**RECORDS FOR THIS TASK**.
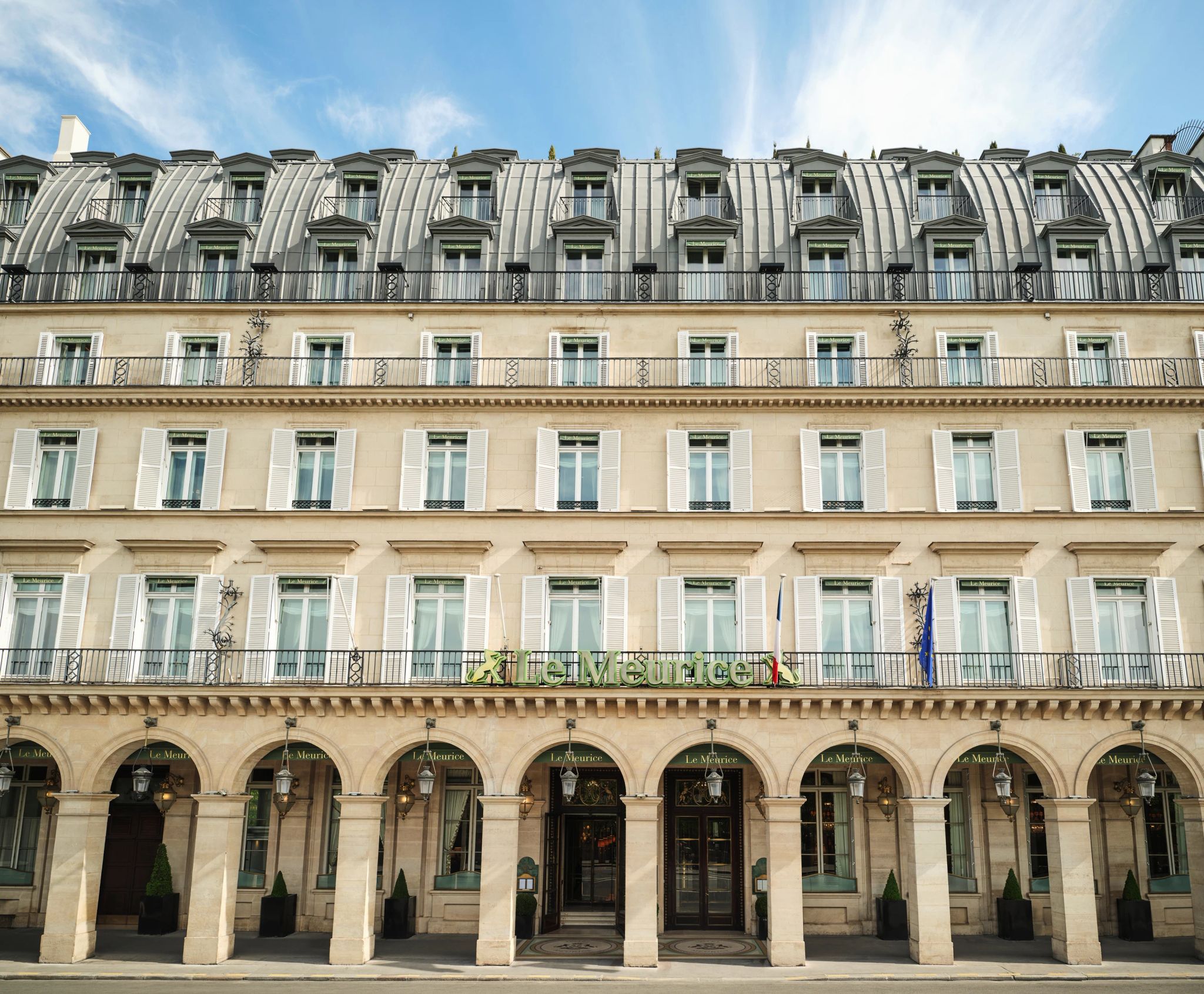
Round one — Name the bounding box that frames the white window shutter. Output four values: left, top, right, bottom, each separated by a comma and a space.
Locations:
995, 429, 1025, 511
201, 429, 226, 510
330, 429, 355, 510
1126, 429, 1158, 510
534, 429, 560, 510
861, 429, 886, 511
463, 429, 489, 510
4, 429, 37, 510
133, 429, 168, 510
932, 429, 957, 511
602, 577, 627, 652
521, 574, 548, 652
741, 577, 766, 652
656, 577, 685, 652
397, 429, 426, 510
664, 429, 690, 510
598, 431, 623, 510
71, 429, 96, 510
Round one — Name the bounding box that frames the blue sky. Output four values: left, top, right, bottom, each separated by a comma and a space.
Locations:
0, 0, 1204, 158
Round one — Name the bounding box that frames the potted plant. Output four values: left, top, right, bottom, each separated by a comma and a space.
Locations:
514, 892, 536, 939
995, 870, 1033, 939
259, 870, 297, 938
875, 870, 907, 940
1116, 870, 1153, 942
380, 870, 416, 939
139, 842, 179, 935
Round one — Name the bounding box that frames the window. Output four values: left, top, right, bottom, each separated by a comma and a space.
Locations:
548, 577, 602, 662
688, 432, 732, 510
684, 577, 741, 655
800, 770, 857, 893
1087, 432, 1131, 510
32, 431, 79, 508
954, 434, 998, 510
945, 770, 978, 894
556, 432, 598, 510
820, 432, 866, 510
423, 432, 469, 510
7, 577, 62, 677
413, 577, 465, 682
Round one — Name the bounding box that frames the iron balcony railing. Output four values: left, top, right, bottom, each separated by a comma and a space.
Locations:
0, 263, 1204, 304
0, 355, 1204, 391
0, 648, 1204, 693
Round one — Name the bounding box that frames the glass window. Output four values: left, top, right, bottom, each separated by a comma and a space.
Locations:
423, 432, 469, 510
954, 434, 998, 510
688, 432, 732, 510
800, 770, 857, 893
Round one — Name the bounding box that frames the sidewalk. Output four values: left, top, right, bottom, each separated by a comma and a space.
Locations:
0, 929, 1204, 977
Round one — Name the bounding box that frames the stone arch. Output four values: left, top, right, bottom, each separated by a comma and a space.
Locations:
79, 725, 215, 794
645, 727, 794, 796
928, 731, 1067, 798
1074, 725, 1204, 796
786, 729, 924, 796
499, 728, 639, 794
356, 727, 498, 794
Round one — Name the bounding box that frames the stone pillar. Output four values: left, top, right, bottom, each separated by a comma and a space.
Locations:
184, 794, 250, 963
623, 796, 660, 966
899, 798, 954, 965
477, 795, 523, 966
330, 794, 385, 966
37, 793, 117, 963
762, 798, 807, 966
1042, 798, 1102, 966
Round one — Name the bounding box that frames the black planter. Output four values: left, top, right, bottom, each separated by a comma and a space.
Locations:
380, 898, 418, 939
995, 898, 1033, 940
1116, 899, 1153, 942
874, 898, 907, 940
139, 894, 179, 935
259, 894, 297, 939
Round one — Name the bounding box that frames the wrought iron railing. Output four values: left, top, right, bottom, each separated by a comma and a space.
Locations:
0, 355, 1204, 392
0, 648, 1204, 693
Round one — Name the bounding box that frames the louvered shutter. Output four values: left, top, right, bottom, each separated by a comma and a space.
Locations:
71, 429, 96, 510
656, 577, 685, 652
523, 574, 548, 652
399, 429, 426, 510
664, 429, 690, 510
995, 429, 1025, 511
932, 429, 957, 511
330, 429, 355, 510
133, 429, 168, 510
534, 429, 560, 510
201, 429, 226, 510
4, 429, 37, 510
1125, 429, 1158, 510
267, 429, 296, 510
598, 431, 621, 510
602, 577, 627, 652
728, 430, 752, 511
861, 429, 886, 511
463, 429, 489, 510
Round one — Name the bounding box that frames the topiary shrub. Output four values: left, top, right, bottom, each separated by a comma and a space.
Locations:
1003, 870, 1025, 901
146, 842, 176, 898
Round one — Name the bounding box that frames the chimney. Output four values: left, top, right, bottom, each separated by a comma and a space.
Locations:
51, 114, 92, 162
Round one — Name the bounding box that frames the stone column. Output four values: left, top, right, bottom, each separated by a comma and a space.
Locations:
1042, 798, 1102, 966
477, 795, 523, 966
762, 798, 807, 966
37, 793, 117, 963
899, 798, 954, 965
330, 794, 385, 966
184, 794, 250, 963
623, 796, 661, 966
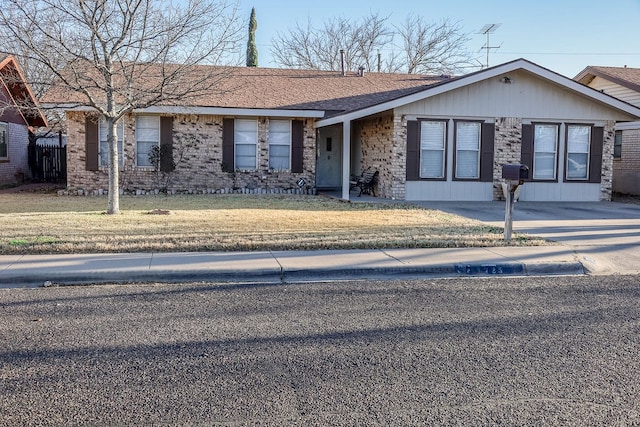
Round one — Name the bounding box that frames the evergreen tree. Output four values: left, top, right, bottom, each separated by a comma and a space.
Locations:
247, 7, 258, 67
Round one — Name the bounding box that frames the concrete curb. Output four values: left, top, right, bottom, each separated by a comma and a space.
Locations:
0, 262, 585, 288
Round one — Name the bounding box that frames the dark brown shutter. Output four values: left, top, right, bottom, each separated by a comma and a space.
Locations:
589, 127, 604, 183
84, 117, 99, 171
520, 125, 533, 171
222, 119, 236, 172
160, 117, 175, 172
480, 123, 496, 182
291, 120, 304, 173
407, 120, 420, 181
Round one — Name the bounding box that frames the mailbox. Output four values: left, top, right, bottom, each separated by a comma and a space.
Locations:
502, 163, 529, 181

**WHAT YOU HAVE TO DO**. Put all of the data above into a two-column CSV with the headers instruction and coordinates, one row per instruction beside its coordinate list, each field in double quotes with line breaks replaced by spaces. Omit the pictures.

**EXERCISE ANSWER**.
instruction,coordinates
"Round one — Name the bounding box that frames the white window shutter. Output four values: left, top, right, bottom, each separated by a comma and a space. Locations:","995, 429, 1025, 511 201, 429, 226, 510 330, 429, 355, 510 1126, 429, 1158, 510 534, 429, 560, 510 861, 429, 886, 511 463, 429, 489, 510 4, 429, 37, 510 133, 429, 168, 510 932, 429, 957, 511 602, 577, 627, 652 521, 574, 548, 652 741, 577, 766, 652 656, 577, 685, 652 397, 429, 426, 510 664, 429, 690, 510 598, 431, 623, 510 71, 429, 96, 510"
"Round one — Name the bounding box that frames the blue sky. Output four values: left, top, right, bottom, each separated by a comma and a space. Locations:","0, 0, 1204, 158"
"Round one — Name the bounding box that frames the potted plant. Output four values: left, top, right, bottom, each separated by a comma and a space. Locations:","514, 892, 536, 939 995, 870, 1033, 939 259, 870, 297, 938 875, 870, 907, 940 1116, 870, 1153, 942 380, 870, 416, 939 139, 842, 179, 935"
"Round one — Name the bounding box that frames the window. Output four values: left, top, right, bottom, each separated by a comma and a space. Locations:","548, 577, 602, 662 688, 432, 732, 510 684, 577, 741, 655 800, 770, 857, 893 1087, 432, 1131, 510 32, 431, 79, 508 954, 434, 998, 510 945, 770, 978, 894 556, 432, 598, 510 820, 432, 866, 510 423, 432, 469, 510 7, 577, 62, 677 413, 577, 465, 682"
"Round one — Name the bounding box that frames the iron balcony railing. Output four values: left, top, right, bottom, each separated by a comma and a space. Locations:","0, 263, 1204, 304 0, 355, 1204, 391 0, 648, 1204, 693"
"Round one — Name the bounding box that frames the glass window. Output four values: left, top, right, bottom, each separated by a comma and a space. Locations:","423, 432, 469, 510 954, 434, 998, 510 688, 432, 732, 510 800, 770, 857, 893"
"Round one — Name the bounding box that frames the sidewalk. Output four values: left, top, right, bottom, each separated by a comma and a space. Locations:","0, 929, 1204, 977"
"Round one — Name the bounding box that frames the stone arch. Output four values: left, top, right, bottom, each separated by a comma and a space. Locations:","79, 725, 215, 794 645, 727, 794, 796 928, 731, 1067, 798 1074, 725, 1204, 796 786, 729, 924, 796 499, 728, 639, 794 356, 727, 498, 794"
"Round one — Name the bounding box that frames the stone pillar. Output four values: left, top, right, bottom, each separated by a comma and a space. Locations:","184, 794, 250, 963 623, 796, 660, 966 899, 798, 954, 965 477, 795, 523, 966 330, 794, 385, 966 37, 793, 117, 963 762, 798, 807, 966 1042, 798, 1102, 966"
"Round one — Name the bounding box that frames the black planter. Output four values: left, top, right, bottom, each separated by a comma and a space. Locations:","380, 898, 418, 939 995, 898, 1033, 940 1116, 899, 1153, 942 874, 898, 907, 940 139, 894, 179, 935 259, 894, 297, 939"
"Round one — Name the bounding box that frames the wrought iron railing. Output four values: left, top, right, bottom, each separated by a comma and a space. Locations:","0, 355, 1204, 392 0, 648, 1204, 693"
"Round one — Name the bounding box that frames the louvered shutter. Output four values: left, top, right, bottom, each separated by a comma and a space. Locations:","71, 429, 96, 510 656, 577, 685, 652 523, 574, 548, 652 399, 429, 426, 510 664, 429, 690, 510 995, 429, 1025, 511 932, 429, 957, 511 330, 429, 355, 510 133, 429, 168, 510 534, 429, 560, 510 201, 429, 226, 510 4, 429, 37, 510 1125, 429, 1158, 510 267, 429, 296, 510 598, 431, 621, 510 602, 577, 627, 652 728, 430, 752, 511 861, 429, 886, 511 463, 429, 489, 510"
"Round one — Name the bounding box that frames the topiary shrub. Output four values: left, top, right, bottom, each separated by a comma and a space. Locations:","1003, 870, 1025, 901 146, 842, 176, 898"
"Round one — Name the bounding box that frames the chimney. Output four values: left, top, right, bottom, each separated by a comma and a space. Locations:","51, 114, 92, 162"
"Round one — Name the bounding box that frames the stone column. Output four values: left, top, right, bottom, each separated by a comma and a space. Locations:","1042, 798, 1102, 966 477, 795, 523, 966 762, 798, 807, 966 37, 793, 117, 963 899, 798, 954, 965 330, 794, 385, 966 184, 794, 250, 963 623, 796, 661, 966"
"Round one — Name the bounding box that frames the evergreen tree. Output four values: left, top, right, bottom, each separated by a comma and a space. Locations:","247, 7, 258, 67"
"Round one — Name the bounding box that frames the concrete curb. Output four values: left, top, right, bottom, each separated by a comma and a space. Locations:","0, 262, 585, 288"
"Round one — Name the bounding box that frames the dark brown shutter. Output four values: left, top, right, bottom, each separated by a comma and a space. Locations:","589, 127, 604, 183 84, 117, 99, 171 520, 125, 533, 171 222, 119, 236, 172 160, 117, 175, 172 480, 123, 496, 182 291, 120, 304, 173 407, 120, 420, 181"
"Round one — Name the bounding box that frames the mailbox. Output four values: left, top, right, bottom, each separated by a comma and a space. Locations:","502, 163, 529, 181"